What you are asked to do:
Reproduce the records below exactly, but only between the lines holding "positive clicks: (311, 523)" and "positive clicks: (257, 279)", inclusive.

== Supplied data ==

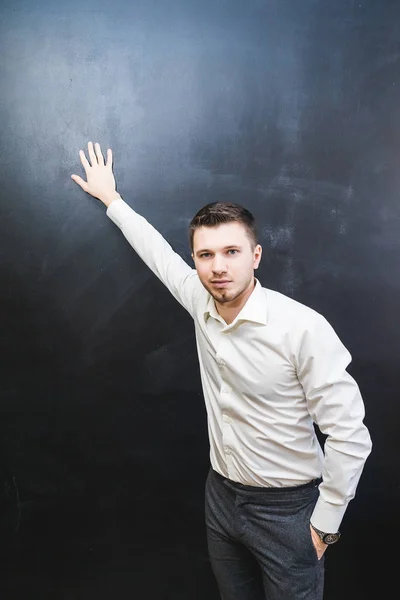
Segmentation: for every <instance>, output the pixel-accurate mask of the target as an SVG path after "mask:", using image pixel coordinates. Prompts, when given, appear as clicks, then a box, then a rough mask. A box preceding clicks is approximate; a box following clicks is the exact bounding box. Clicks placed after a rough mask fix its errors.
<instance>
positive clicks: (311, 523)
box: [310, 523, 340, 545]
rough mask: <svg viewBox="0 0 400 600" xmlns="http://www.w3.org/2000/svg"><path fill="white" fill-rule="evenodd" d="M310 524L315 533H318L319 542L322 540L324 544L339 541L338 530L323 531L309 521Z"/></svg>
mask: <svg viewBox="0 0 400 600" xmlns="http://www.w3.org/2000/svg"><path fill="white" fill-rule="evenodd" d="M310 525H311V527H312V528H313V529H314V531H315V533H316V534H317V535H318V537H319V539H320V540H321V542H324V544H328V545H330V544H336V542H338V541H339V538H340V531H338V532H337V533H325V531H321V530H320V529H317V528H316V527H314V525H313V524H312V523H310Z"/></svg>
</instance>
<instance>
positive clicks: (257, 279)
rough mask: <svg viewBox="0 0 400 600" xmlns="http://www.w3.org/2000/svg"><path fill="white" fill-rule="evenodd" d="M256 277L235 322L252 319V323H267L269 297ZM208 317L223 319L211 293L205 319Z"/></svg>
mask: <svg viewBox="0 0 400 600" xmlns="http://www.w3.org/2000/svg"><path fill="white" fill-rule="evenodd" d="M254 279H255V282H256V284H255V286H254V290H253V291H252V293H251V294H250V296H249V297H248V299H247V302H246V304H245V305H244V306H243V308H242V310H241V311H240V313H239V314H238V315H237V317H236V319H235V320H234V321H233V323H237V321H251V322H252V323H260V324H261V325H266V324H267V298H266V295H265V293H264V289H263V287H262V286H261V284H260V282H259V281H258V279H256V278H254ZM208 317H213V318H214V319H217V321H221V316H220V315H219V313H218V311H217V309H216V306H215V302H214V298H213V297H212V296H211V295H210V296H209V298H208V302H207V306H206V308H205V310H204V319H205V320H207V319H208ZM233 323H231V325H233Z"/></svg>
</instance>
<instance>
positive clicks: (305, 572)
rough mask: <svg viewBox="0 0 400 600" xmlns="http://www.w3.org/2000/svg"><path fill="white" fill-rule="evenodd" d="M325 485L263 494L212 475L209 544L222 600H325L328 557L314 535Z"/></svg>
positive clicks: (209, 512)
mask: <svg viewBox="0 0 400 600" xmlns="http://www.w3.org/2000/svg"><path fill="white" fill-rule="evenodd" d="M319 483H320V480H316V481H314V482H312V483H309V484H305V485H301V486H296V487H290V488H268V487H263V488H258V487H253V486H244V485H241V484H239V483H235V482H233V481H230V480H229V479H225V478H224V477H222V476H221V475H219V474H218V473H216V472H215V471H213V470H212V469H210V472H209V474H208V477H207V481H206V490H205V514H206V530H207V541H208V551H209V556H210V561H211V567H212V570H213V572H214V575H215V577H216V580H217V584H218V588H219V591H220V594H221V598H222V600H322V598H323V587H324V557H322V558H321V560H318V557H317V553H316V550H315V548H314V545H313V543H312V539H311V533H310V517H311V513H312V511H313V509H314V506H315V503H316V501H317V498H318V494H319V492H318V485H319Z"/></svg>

===
== Supplied data ==

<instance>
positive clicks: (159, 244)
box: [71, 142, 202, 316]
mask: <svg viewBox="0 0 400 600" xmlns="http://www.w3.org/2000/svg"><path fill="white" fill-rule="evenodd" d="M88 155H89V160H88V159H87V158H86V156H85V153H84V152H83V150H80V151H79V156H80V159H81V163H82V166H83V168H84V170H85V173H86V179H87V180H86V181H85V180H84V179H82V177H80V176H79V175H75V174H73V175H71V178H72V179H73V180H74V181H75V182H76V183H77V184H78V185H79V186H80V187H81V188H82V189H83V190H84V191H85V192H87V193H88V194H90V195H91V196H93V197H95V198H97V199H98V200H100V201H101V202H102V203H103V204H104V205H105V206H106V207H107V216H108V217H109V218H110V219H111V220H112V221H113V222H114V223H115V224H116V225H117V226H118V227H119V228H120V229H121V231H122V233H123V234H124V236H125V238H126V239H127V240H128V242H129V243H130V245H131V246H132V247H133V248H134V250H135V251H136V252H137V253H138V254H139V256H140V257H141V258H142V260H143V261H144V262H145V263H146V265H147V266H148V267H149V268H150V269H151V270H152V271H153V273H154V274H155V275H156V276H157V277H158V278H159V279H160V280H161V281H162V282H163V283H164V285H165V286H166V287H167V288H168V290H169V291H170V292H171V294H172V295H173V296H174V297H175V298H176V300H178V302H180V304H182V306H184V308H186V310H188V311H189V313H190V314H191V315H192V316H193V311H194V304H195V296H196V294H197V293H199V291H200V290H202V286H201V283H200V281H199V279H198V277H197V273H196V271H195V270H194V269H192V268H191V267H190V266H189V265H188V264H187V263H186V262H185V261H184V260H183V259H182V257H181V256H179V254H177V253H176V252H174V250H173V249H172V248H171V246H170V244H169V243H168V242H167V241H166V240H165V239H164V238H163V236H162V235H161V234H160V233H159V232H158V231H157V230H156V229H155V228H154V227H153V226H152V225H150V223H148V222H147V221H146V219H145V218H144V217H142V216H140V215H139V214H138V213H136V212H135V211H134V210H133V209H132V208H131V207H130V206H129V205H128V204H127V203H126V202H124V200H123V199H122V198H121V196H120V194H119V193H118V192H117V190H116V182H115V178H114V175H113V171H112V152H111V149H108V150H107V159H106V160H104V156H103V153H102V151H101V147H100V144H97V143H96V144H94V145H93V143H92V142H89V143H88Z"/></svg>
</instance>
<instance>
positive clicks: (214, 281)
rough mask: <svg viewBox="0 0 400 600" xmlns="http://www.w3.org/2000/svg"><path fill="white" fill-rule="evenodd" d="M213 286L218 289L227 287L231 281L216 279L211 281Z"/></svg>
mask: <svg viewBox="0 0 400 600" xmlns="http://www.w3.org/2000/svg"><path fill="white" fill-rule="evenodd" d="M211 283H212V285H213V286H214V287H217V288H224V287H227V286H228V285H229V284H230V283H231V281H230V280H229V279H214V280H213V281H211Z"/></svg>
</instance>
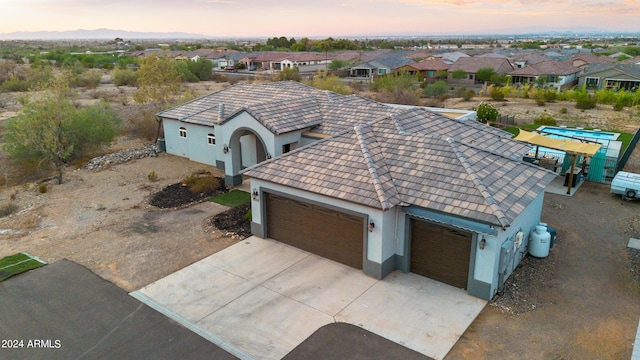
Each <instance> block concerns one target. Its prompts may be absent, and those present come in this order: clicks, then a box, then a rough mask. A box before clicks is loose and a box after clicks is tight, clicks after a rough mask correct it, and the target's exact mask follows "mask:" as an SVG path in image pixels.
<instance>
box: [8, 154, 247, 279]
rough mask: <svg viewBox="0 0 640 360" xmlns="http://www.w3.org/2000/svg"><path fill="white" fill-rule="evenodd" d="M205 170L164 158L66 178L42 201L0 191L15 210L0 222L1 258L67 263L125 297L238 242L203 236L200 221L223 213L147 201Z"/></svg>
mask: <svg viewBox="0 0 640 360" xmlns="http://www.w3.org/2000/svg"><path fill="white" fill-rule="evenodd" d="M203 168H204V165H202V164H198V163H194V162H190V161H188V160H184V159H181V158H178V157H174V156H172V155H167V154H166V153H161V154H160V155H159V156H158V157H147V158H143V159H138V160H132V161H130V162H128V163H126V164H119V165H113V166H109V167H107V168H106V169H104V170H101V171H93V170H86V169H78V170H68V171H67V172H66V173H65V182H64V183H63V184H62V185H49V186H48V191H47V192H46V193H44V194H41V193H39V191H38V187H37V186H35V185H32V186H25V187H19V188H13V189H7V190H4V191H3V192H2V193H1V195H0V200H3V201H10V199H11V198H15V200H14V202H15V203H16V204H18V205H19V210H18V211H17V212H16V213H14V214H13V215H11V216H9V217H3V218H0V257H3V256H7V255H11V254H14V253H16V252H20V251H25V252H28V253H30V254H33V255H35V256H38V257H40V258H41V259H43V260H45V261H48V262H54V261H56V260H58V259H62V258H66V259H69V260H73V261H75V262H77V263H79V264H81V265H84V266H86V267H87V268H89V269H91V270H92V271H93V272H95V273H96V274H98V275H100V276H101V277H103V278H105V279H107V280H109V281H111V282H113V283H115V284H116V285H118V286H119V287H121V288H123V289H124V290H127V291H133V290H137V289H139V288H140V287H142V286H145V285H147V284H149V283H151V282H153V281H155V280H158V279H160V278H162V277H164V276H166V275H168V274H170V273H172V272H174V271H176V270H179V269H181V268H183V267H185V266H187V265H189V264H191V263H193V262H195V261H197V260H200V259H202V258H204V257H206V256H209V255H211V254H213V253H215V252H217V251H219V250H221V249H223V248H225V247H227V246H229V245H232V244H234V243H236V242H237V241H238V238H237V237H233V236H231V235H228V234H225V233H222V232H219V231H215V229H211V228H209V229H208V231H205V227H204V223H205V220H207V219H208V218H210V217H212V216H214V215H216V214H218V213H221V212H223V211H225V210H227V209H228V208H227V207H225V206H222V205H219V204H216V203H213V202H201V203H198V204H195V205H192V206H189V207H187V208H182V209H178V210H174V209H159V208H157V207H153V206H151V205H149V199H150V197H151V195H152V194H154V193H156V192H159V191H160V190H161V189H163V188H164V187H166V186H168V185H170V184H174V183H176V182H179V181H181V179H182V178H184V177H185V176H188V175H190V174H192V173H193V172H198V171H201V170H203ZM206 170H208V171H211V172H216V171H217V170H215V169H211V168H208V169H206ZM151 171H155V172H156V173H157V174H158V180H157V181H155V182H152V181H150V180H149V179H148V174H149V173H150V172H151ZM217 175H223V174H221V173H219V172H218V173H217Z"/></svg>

===
== Supplied data ==

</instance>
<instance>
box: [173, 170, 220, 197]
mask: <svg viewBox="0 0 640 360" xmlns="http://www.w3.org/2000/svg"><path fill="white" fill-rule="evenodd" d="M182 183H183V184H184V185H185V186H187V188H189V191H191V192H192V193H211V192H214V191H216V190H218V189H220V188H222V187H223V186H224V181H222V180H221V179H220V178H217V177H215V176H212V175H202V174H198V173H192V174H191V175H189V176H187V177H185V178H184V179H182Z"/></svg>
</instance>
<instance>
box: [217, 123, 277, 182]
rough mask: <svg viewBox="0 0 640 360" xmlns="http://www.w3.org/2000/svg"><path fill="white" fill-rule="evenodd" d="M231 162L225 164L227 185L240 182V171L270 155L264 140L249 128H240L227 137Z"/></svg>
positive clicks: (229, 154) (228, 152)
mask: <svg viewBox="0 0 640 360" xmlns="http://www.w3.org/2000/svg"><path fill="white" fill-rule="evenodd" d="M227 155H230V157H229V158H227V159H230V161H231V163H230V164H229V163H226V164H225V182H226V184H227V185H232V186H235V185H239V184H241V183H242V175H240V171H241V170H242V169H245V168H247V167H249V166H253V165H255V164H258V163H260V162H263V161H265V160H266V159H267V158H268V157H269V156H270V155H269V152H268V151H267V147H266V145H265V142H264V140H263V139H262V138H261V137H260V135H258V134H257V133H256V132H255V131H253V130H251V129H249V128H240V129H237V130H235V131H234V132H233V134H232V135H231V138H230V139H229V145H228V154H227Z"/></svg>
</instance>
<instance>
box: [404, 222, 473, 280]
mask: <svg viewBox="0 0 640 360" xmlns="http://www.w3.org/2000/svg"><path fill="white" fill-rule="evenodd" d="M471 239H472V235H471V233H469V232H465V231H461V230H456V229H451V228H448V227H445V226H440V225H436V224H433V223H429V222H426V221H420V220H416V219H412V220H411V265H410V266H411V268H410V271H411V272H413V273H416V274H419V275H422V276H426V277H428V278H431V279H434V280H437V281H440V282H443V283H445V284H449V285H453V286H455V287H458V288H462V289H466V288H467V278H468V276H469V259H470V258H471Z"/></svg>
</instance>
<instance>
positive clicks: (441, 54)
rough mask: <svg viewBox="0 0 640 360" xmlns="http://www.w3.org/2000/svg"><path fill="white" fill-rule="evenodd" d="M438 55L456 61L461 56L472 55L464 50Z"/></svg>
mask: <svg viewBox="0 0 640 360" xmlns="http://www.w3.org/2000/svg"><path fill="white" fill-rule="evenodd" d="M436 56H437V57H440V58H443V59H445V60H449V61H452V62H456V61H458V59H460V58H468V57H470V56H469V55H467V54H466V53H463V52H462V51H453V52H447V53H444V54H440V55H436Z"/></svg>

===

Your response:
positive clicks: (311, 523)
box: [310, 523, 340, 545]
rough mask: <svg viewBox="0 0 400 600" xmlns="http://www.w3.org/2000/svg"><path fill="white" fill-rule="evenodd" d="M310 524L315 533H318L319 542L322 540L324 544L339 541L338 530L323 531L309 521Z"/></svg>
mask: <svg viewBox="0 0 400 600" xmlns="http://www.w3.org/2000/svg"><path fill="white" fill-rule="evenodd" d="M310 525H311V527H312V528H313V529H314V531H315V533H316V534H317V535H318V537H319V539H320V540H321V542H324V544H328V545H330V544H336V542H338V541H339V538H340V531H338V532H337V533H325V531H321V530H320V529H317V528H316V527H314V525H313V524H312V523H310Z"/></svg>
</instance>
<instance>
positive clicks: (257, 279)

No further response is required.